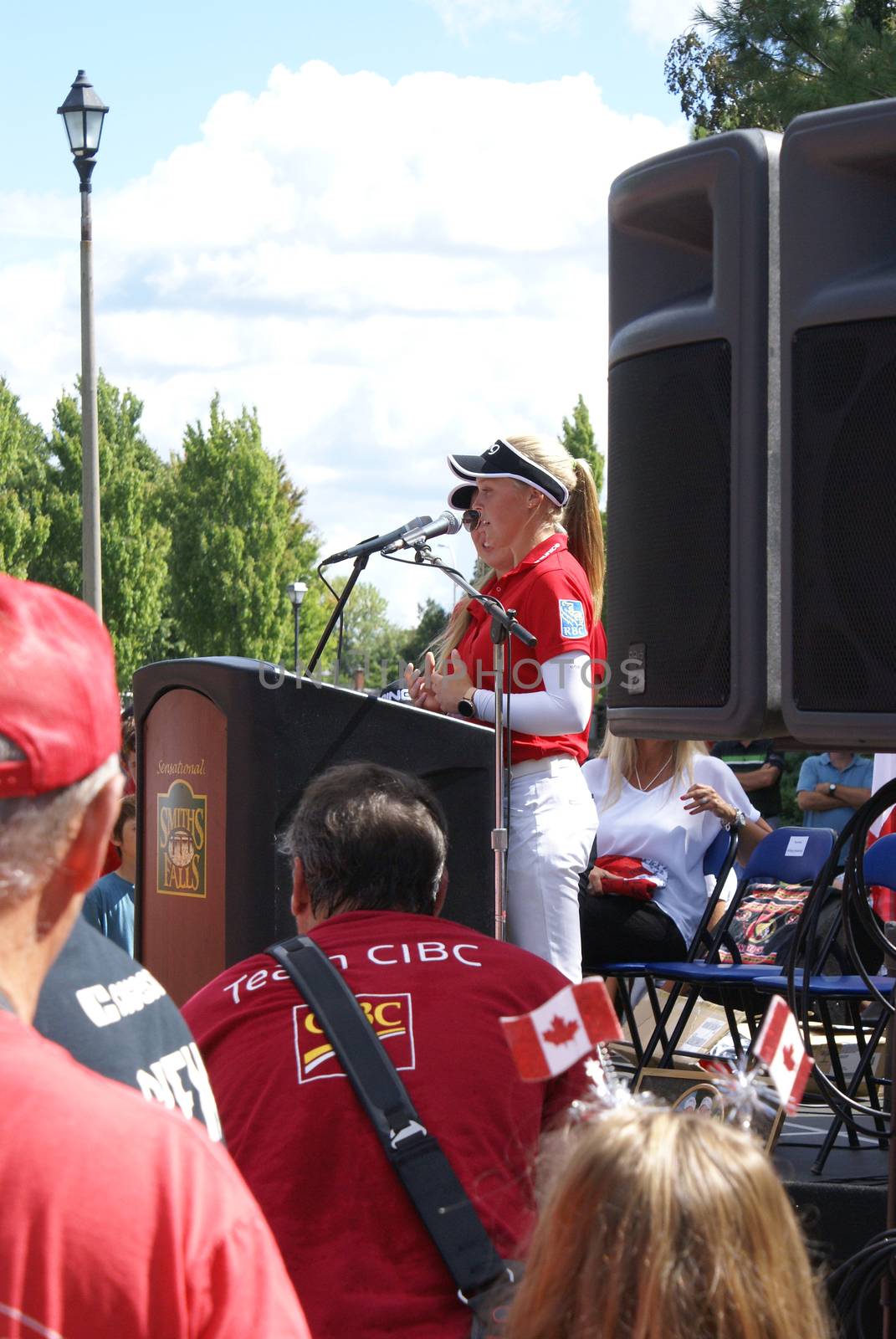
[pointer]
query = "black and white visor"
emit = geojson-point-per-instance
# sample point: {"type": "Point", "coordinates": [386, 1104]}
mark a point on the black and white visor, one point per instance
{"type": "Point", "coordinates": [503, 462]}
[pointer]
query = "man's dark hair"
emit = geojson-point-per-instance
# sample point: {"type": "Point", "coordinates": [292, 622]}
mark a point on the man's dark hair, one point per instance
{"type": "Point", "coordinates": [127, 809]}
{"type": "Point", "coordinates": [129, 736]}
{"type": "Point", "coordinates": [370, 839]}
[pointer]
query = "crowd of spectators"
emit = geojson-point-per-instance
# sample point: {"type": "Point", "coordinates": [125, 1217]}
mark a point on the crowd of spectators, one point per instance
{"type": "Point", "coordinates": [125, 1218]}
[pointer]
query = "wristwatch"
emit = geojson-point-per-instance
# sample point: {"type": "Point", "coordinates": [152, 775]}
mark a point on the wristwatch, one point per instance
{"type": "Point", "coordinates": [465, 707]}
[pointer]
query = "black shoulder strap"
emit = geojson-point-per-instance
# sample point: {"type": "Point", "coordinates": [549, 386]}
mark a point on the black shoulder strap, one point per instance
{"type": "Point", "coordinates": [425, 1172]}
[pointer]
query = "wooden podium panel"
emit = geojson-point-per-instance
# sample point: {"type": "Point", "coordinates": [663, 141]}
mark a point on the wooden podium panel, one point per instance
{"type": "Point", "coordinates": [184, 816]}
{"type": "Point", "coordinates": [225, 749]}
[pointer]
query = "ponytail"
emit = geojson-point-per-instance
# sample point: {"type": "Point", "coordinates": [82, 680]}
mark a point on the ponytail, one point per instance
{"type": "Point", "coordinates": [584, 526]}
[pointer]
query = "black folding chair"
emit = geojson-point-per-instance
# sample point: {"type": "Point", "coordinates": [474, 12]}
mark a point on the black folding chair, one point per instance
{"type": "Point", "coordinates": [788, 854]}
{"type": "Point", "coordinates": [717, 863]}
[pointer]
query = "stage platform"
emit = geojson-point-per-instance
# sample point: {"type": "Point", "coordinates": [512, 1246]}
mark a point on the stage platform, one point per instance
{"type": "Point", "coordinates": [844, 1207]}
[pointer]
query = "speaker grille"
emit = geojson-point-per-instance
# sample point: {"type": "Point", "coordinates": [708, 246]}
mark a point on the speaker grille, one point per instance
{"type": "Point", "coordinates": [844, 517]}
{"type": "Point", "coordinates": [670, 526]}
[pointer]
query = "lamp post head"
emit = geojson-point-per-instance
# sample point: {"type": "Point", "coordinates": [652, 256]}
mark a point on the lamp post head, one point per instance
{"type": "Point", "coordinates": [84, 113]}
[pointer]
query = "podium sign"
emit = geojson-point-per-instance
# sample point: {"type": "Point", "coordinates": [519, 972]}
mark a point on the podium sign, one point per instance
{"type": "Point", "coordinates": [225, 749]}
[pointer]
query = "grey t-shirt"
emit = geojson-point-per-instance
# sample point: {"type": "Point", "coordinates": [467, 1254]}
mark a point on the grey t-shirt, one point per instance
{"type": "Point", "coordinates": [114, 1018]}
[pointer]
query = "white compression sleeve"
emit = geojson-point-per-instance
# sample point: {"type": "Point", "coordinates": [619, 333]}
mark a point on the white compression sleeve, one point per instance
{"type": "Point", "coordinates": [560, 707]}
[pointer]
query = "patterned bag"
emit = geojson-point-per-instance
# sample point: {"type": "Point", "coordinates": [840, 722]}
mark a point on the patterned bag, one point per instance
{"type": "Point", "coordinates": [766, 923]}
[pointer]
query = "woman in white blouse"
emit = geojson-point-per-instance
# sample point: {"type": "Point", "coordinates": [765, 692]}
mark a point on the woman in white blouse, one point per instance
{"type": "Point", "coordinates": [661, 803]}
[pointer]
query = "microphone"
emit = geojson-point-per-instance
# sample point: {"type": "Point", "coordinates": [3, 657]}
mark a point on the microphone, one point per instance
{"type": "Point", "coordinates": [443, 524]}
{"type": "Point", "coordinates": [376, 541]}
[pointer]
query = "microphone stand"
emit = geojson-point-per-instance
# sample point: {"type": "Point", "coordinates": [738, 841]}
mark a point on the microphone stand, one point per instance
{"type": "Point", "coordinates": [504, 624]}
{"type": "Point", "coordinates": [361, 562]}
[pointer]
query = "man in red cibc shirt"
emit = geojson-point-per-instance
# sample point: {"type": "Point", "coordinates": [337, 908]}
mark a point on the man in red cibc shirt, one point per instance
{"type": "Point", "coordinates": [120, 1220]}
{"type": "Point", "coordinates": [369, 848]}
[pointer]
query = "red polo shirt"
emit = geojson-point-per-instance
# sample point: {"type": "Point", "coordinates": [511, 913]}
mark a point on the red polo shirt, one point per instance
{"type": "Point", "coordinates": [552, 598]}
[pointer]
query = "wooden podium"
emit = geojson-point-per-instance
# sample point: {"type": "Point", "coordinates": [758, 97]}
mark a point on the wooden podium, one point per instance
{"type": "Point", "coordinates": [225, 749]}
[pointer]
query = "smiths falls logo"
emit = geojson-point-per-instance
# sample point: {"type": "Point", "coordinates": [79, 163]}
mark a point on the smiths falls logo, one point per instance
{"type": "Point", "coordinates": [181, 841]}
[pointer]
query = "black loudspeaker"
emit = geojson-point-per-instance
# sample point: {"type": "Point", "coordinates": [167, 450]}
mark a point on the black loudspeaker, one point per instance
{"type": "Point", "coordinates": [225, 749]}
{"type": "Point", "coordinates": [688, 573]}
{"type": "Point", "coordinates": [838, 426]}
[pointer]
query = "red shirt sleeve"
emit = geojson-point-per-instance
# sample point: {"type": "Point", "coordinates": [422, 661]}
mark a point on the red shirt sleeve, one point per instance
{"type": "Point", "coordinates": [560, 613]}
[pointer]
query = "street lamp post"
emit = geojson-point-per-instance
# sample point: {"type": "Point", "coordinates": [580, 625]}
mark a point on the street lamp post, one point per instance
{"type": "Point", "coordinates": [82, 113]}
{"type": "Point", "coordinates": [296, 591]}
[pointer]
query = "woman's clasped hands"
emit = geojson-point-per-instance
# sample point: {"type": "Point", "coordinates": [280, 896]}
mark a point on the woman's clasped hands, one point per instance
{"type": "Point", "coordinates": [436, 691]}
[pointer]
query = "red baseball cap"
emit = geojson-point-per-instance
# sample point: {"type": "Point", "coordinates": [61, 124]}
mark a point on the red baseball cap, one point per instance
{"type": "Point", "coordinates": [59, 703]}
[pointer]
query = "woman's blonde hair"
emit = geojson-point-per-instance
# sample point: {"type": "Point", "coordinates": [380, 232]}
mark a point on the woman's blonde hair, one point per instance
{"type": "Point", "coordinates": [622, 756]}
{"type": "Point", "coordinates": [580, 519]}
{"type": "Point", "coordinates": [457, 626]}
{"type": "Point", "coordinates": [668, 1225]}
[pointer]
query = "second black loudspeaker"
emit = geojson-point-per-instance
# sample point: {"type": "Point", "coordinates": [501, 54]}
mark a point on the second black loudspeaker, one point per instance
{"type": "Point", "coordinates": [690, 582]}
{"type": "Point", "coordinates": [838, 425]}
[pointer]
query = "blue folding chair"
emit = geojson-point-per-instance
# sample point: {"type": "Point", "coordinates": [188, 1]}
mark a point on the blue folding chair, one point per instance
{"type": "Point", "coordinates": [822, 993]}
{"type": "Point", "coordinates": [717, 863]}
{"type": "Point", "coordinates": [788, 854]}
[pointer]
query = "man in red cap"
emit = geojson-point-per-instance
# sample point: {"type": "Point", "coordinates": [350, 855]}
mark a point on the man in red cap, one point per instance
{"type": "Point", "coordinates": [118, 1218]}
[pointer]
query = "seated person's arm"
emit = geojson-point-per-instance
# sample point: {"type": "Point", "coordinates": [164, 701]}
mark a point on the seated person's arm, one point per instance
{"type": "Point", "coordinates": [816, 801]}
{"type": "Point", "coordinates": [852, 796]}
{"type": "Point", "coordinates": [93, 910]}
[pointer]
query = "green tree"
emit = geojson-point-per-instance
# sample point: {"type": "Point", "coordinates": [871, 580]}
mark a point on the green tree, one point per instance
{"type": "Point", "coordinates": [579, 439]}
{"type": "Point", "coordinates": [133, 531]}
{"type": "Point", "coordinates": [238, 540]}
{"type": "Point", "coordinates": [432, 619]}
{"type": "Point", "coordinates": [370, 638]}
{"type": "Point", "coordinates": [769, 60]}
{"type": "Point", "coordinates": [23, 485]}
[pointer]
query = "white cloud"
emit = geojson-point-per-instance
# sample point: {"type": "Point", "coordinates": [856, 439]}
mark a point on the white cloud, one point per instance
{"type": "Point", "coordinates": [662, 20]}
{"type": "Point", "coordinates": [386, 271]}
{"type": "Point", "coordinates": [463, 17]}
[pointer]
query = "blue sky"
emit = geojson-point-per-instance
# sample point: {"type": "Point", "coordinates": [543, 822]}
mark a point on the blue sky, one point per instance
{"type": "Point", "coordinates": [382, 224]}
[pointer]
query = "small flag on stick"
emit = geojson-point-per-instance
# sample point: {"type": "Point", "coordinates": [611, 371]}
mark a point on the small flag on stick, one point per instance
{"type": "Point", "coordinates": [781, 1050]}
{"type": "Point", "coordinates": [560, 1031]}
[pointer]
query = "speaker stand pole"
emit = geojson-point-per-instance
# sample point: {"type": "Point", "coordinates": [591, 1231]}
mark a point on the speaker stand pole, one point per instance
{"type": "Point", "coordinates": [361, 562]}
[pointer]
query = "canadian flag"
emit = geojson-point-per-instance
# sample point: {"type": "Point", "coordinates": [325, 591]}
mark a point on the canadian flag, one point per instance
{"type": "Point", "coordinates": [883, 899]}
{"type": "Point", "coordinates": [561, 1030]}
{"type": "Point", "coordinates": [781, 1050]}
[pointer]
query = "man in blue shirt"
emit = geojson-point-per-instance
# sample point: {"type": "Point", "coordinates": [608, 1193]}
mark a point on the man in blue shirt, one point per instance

Problem to solve:
How many lines in the material above contain the string "shirt"? Reply with the number alone.

Problem solution:
10